→ **PAGE EXTRACT**
=====

I normally don't chime on in this group...but I read this and had to say something. After my marriage broke up 5 years ago and I was forced back into the dating world in my mid 40's, and started hitting the dating sites, I heard this complaint from women over and over...in their posts, in communicating with them, etc. "All guys in their 40s want a 25 year old bimbo..." stuff like that.

WTF? Sure there are your screwballs out there who find someone 20 years younger then they are, but they are usually either a) very rich, or b) don't have their heads screwed on right. Seriously, most men are not looking for someone out of their "age range". I went out with many women before I met the gal I've been dating for 3+ years now (she is 43, I am 47). Many of them I simply was not interested in after meeting them....either not physically attracted to them, no chemistry, or just at different places in our lives (I had young kids, some of the 40 - 45 year old ladies I dated had kids who were out of the house already...I didn't think that would be a good match, as my daily life revolves around my kids most days. I am sure after I either 'disappeared' after the first date, or kindly said I wasn't interested in a second, if asked, that some of those ladies probably used the "oh he's probably looking for a young barbie doll" rational.

Same way so many guys probably use the "oh, she probably wants a rich guy" or "bad boy" excuse.

=====

→ **RECORD LIST**
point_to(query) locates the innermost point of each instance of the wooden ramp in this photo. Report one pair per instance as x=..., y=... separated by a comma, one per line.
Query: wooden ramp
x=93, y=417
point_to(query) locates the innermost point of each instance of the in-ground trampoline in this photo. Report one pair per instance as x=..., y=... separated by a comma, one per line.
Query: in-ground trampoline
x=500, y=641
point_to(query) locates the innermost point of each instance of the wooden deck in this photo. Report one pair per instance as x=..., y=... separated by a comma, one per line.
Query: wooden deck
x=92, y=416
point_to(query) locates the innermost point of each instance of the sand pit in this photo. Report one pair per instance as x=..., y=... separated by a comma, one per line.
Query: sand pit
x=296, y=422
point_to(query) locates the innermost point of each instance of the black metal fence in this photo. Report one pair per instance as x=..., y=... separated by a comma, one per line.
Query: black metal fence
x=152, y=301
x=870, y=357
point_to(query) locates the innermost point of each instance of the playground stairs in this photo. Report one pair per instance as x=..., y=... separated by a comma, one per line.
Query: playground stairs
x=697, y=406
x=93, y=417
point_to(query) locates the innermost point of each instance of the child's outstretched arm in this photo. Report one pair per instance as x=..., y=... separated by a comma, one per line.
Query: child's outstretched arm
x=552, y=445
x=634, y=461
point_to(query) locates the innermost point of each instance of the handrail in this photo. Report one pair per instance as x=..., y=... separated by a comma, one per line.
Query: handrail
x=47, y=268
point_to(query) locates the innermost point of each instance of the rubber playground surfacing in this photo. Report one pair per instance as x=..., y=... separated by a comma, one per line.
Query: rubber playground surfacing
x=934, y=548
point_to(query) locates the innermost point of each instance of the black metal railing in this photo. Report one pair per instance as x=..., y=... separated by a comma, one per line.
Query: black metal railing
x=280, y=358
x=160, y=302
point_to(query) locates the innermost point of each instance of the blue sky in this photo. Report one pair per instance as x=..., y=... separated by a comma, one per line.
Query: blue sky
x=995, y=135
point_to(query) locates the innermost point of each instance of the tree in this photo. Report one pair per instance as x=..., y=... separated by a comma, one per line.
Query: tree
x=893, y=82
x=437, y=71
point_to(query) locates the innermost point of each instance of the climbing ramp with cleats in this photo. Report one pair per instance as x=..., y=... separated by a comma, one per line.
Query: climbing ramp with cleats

=====

→ **REQUIREMENTS**
**a)** Do the following statements agree with the dating post above? Answer yes or no for each, quoting the words of the post that decide it. (i) The writer's marriage ended five years ago. (ii) The woman the writer has been dating is older than the writer. (iii) The writer had young kids while dating.
**b)** According to the dating post above, how long has the writer been dating the current partner?
**c)** Please output the part of the dating post above starting with "I normally don't" and going on through "stuff like that.".

→ **TASK-BY-TASK ANSWERS**
**a)**
(i) Yes: "After my marriage broke up 5 years ago"
(ii) No: "she is 43, I am 47"
(iii) Yes: "I had young kids"

**b)** For 3+ years.

**c)**
I normally don't chime on in this group...but I read this and had to say something. After my marriage broke up 5 years ago and I was forced back into the dating world in my mid 40's, and started hitting the dating sites, I heard this complaint from women over and over...in their posts, in communicating with them, etc. "All guys in their 40s want a 25 year old bimbo..." stuff like that.